━━━ PAGE TEXT ━━━

About the Parramatta Female Factory Action Group

 
The Parramatta Female Factory Action Group is a community group with the aim to have the Parramatta Female Factory Precinct returned to the people of Australia. This Precinct includes the Parramatta Female Factory, Catholic Orphan School and Girls Industrial School.

 

The Parramatta Female Factory precinct (including the third class sleeping quarters and yard) should be returned to the people of Australia and managed by a government body with the expertise and mission to conserve and interpret this site for the people of Australia in accordance with the guidelines of the Burra Charter.

At this time the third class sleeping quarters, turnkeys apartment and third class yard are at serious risk.

BACKGROUND

The Parramatta Convict Female Factory we see today was a Governor Macquarie initiative. Of the 24,960 transported women an estimated 9,000 went through the factory system of which approximately 5,000 went through the Parramatta Female Factory. If this is multiplied by the generations and number of children, this means that an estimated 1 in 5 to 1 in 7 Australians are related the female factory women.

━━━

> AIM A
Reproduce every line of the listing, requests included, and add -138 to each bounding box coordinate in its answers.
The listing that follows has no connection to the Parramatta Female Factory text above.

━━━ RECORDS SUPPLIED ━━━

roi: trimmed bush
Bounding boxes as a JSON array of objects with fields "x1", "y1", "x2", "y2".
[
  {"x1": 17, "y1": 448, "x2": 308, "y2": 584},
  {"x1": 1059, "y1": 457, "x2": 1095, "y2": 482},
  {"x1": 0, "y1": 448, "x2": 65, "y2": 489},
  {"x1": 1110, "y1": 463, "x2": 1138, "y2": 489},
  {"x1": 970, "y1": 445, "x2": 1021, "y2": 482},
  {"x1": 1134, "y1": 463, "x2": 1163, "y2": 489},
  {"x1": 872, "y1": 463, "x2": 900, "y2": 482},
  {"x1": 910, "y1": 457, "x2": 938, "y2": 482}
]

━━━

> AIM B
According to the text about the Parramatta Female Factory Action Group, approximately how many women went through the Parramatta Female Factory?

> RIGHT ANSWER A
roi: trimmed bush
Bounding boxes as a JSON array of objects with fields "x1", "y1", "x2", "y2".
[
  {"x1": -121, "y1": 310, "x2": 170, "y2": 446},
  {"x1": 921, "y1": 319, "x2": 957, "y2": 344},
  {"x1": -138, "y1": 310, "x2": -73, "y2": 351},
  {"x1": 972, "y1": 325, "x2": 1000, "y2": 351},
  {"x1": 832, "y1": 307, "x2": 883, "y2": 344},
  {"x1": 996, "y1": 325, "x2": 1025, "y2": 351},
  {"x1": 734, "y1": 325, "x2": 762, "y2": 344},
  {"x1": 772, "y1": 319, "x2": 800, "y2": 344}
]

> RIGHT ANSWER B
Approximately 5,000 women went through the Parramatta Female Factory.